*What to work on*. Rewrite the material below as a numbered list with one entry per line, leaving out any blank lines.

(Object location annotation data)

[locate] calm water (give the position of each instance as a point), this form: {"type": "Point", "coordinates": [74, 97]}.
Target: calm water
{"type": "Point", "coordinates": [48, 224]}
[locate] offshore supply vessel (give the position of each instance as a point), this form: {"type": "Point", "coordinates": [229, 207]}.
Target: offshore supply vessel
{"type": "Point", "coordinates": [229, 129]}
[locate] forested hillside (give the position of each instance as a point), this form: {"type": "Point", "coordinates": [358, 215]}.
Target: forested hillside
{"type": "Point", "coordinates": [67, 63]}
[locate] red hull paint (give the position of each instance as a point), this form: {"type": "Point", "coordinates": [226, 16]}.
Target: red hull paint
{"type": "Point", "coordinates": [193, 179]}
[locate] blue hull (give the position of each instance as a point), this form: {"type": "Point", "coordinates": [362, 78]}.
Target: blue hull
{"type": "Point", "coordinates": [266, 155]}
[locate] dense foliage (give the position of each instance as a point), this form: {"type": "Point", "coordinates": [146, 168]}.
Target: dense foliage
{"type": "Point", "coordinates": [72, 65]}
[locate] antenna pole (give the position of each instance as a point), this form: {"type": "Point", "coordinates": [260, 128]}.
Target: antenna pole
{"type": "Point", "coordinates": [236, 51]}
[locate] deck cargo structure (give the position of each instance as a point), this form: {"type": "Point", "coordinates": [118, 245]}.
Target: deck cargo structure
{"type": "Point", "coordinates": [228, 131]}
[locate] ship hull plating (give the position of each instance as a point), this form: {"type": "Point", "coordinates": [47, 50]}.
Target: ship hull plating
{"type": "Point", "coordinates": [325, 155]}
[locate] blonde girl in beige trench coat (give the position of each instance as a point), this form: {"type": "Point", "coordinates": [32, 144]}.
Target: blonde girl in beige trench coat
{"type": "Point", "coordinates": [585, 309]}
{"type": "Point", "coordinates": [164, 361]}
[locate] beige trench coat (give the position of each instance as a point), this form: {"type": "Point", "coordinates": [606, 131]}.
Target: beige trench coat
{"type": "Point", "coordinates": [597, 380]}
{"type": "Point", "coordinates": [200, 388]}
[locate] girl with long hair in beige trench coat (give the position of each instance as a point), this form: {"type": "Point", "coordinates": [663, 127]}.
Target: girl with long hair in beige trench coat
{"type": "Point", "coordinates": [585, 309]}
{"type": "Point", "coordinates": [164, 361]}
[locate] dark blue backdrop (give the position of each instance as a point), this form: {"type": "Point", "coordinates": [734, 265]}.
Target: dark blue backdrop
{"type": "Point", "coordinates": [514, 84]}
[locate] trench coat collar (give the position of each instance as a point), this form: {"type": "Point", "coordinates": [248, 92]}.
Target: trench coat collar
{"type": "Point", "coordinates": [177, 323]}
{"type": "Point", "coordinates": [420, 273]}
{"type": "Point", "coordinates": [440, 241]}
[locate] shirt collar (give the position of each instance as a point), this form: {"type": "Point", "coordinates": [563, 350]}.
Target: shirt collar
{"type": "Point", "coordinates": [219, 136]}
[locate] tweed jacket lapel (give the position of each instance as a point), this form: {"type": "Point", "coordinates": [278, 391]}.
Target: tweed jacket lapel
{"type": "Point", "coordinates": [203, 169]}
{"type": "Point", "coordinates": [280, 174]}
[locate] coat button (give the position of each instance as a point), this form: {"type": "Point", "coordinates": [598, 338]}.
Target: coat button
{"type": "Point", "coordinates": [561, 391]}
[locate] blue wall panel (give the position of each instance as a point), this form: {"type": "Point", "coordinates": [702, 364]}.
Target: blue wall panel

*Response*.
1. [locate] calm water (give the position of each instance as a point), this form: {"type": "Point", "coordinates": [74, 97]}.
2. Target: calm water
3. {"type": "Point", "coordinates": [48, 224]}
4. [locate] offshore supply vessel (give the position of each instance as a point), this form: {"type": "Point", "coordinates": [229, 207]}.
5. Target: offshore supply vessel
6. {"type": "Point", "coordinates": [229, 129]}
7. [locate] forested hillside (give the position of each instance as a point), this form: {"type": "Point", "coordinates": [358, 215]}.
8. Target: forested hillside
9. {"type": "Point", "coordinates": [67, 63]}
10. [locate] red hull paint (give the position of each instance as a point), this form: {"type": "Point", "coordinates": [226, 16]}.
11. Target: red hull paint
12. {"type": "Point", "coordinates": [193, 179]}
13. [locate] blue hull (give the position of each instance as a point), this form: {"type": "Point", "coordinates": [362, 78]}.
14. Target: blue hull
15. {"type": "Point", "coordinates": [266, 155]}
16. [locate] dense foliage (give the position of each instance as a point), this form: {"type": "Point", "coordinates": [146, 168]}.
17. Target: dense foliage
18. {"type": "Point", "coordinates": [72, 65]}
19. [locate] antenna pole (give the position of each instance as a point), this form: {"type": "Point", "coordinates": [260, 128]}.
20. Target: antenna pole
21. {"type": "Point", "coordinates": [236, 51]}
22. [locate] deck cargo structure (give the position of each instance as a point), this form: {"type": "Point", "coordinates": [118, 245]}.
23. Target: deck cargo structure
24. {"type": "Point", "coordinates": [228, 131]}
25. [locate] ship hull plating (give the position of each instance as a point), this form: {"type": "Point", "coordinates": [47, 50]}.
26. Target: ship hull plating
27. {"type": "Point", "coordinates": [325, 155]}
28. [locate] blonde girl in beige trench coat (give the position of each instance as a point), this form: {"type": "Point", "coordinates": [32, 144]}.
29. Target: blonde girl in beige trench coat
30. {"type": "Point", "coordinates": [585, 309]}
31. {"type": "Point", "coordinates": [164, 361]}
32. [locate] beige trench coat (give the position of each instance as a point), this form: {"type": "Point", "coordinates": [606, 131]}.
33. Target: beige trench coat
34. {"type": "Point", "coordinates": [597, 380]}
35. {"type": "Point", "coordinates": [200, 388]}
36. [locate] girl with long hair in beige trench coat (give the position of each instance as a point), this form: {"type": "Point", "coordinates": [663, 127]}.
37. Target: girl with long hair in beige trench coat
38. {"type": "Point", "coordinates": [585, 309]}
39. {"type": "Point", "coordinates": [164, 361]}
40. [locate] dark blue backdrop (give the position of each instance as a point), this form: {"type": "Point", "coordinates": [734, 265]}.
41. Target: dark blue backdrop
42. {"type": "Point", "coordinates": [514, 84]}
43. [locate] trench coat collar (give the position of each instance as a point), this form: {"type": "Point", "coordinates": [248, 92]}.
44. Target: trench coat collar
45. {"type": "Point", "coordinates": [177, 323]}
46. {"type": "Point", "coordinates": [420, 273]}
47. {"type": "Point", "coordinates": [440, 241]}
48. [locate] shirt collar (give the position of each instance as a point), this form: {"type": "Point", "coordinates": [563, 350]}.
49. Target: shirt collar
50. {"type": "Point", "coordinates": [219, 136]}
51. [locate] tweed jacket lapel (give the position of each instance as a point), this form: {"type": "Point", "coordinates": [278, 391]}.
52. Target: tweed jacket lapel
53. {"type": "Point", "coordinates": [203, 169]}
54. {"type": "Point", "coordinates": [280, 174]}
55. [locate] coat button (give the position of each instance as a point), this form: {"type": "Point", "coordinates": [598, 338]}.
56. Target: coat button
57. {"type": "Point", "coordinates": [561, 391]}
58. [locate] blue wall panel (give the position of each instance as a point), this form: {"type": "Point", "coordinates": [702, 364]}.
59. Target: blue wall panel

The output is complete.